**TEXTO DE LEITURA:**
────────────────────────────────────────

“Em forma de oração:
Nesta hora, que é de luto e de
raiva, rogo a mim mesmo que nunca me esqueça que as primeiras vítimas dos
terroristas árabes são os seus próprios povos e que a guerra contra o
terrorismo, como todas as guerras, exige sempre uma solução política!”
A intervenção político-militar
foi a solução adotada pelas potências ocidentais, no Iraque e no
Afeganistão…como já o fora no passado. Tal como a militarização das
manifestações populares da Primavera Árabe, armando e financiando alguns grupos
da oposição, como é o caso da Síria e foi o da Líbia.
Em paralelo, procuraram suster e
limitar a vaga das revoluções democráticas: a Arábia Saudita, o Koweit, o Qatar
ou os Emiratos Árabes, regimes autocráticos, foram considerados intocáveis, tal
como o Bahrein, o pequeno estado com a maior base americana do médio oriente,
invadido pelo exército dos cheques feudais sauditas, a revolta popular sufocada
em sangue e em silêncio cúmplice ocidental. A Rússia, que dispõe na Síria da
única base naval na região, adotou a mesma política face ao seu regime.

────────────────────────────────────────

**TAREFA PROPOSTA 1:**
Altere o trecho do texto de leitura que vai de "A intervenção político-militar" até "ao seu regime.", reescrevendo-o com "Bahrein" substituído por "Omã".
**TAREFA PROPOSTA 2:**
Segundo o texto de leitura, qual é o pequeno estado que tem a maior base americana do médio oriente?

────────────────────────────────────────

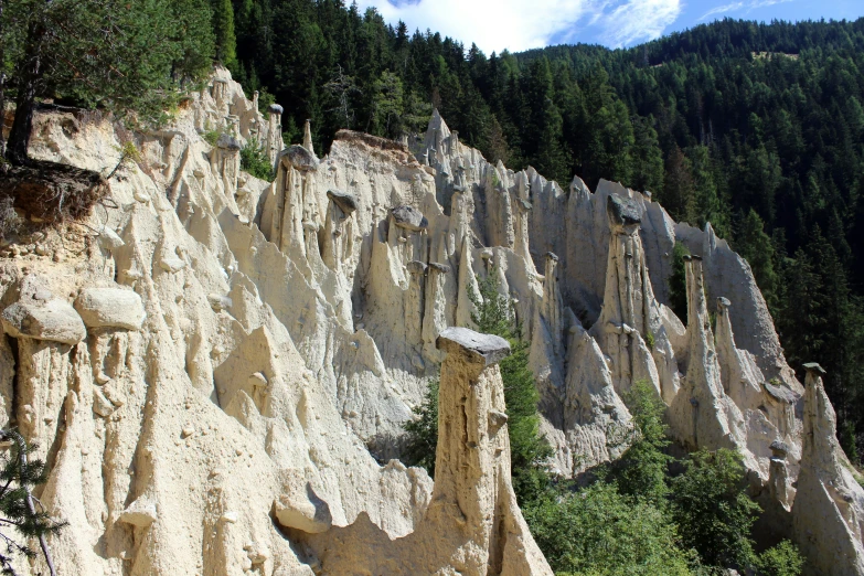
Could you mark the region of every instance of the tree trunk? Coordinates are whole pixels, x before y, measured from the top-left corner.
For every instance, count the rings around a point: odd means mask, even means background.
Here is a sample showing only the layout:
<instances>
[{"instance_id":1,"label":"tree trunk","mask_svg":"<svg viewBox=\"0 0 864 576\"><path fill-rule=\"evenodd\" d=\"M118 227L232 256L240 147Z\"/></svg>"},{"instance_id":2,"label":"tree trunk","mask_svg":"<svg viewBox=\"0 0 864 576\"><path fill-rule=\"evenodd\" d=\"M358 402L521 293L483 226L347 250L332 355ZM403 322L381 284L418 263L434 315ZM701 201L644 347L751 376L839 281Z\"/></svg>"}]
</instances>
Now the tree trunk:
<instances>
[{"instance_id":1,"label":"tree trunk","mask_svg":"<svg viewBox=\"0 0 864 576\"><path fill-rule=\"evenodd\" d=\"M30 135L33 131L33 114L36 108L36 89L42 79L42 39L45 35L43 22L35 22L28 31L28 56L19 66L18 99L15 119L7 142L6 158L17 166L26 166L30 161Z\"/></svg>"},{"instance_id":2,"label":"tree trunk","mask_svg":"<svg viewBox=\"0 0 864 576\"><path fill-rule=\"evenodd\" d=\"M0 66L6 62L6 40L3 39L3 0L0 0ZM3 127L6 126L6 71L0 70L0 158L6 158L6 138L3 138ZM0 162L2 164L2 162ZM2 167L0 167L0 173Z\"/></svg>"}]
</instances>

────────────────────────────────────────

**RESPOSTA CORRETA 1:**
A intervenção político-militar
foi a solução adotada pelas potências ocidentais, no Iraque e no
Afeganistão…como já o fora no passado. Tal como a militarização das
manifestações populares da Primavera Árabe, armando e financiando alguns grupos
da oposição, como é o caso da Síria e foi o da Líbia.
Em paralelo, procuraram suster e
limitar a vaga das revoluções democráticas: a Arábia Saudita, o Koweit, o Qatar
ou os Emiratos Árabes, regimes autocráticos, foram considerados intocáveis, tal
como o Omã, o pequeno estado com a maior base americana do médio oriente,
invadido pelo exército dos cheques feudais sauditas, a revolta popular sufocada
em sangue e em silêncio cúmplice ocidental. A Rússia, que dispõe na Síria da
única base naval na região, adotou a mesma política face ao seu regime.

**RESPOSTA CORRETA 2:**
O Bahrein.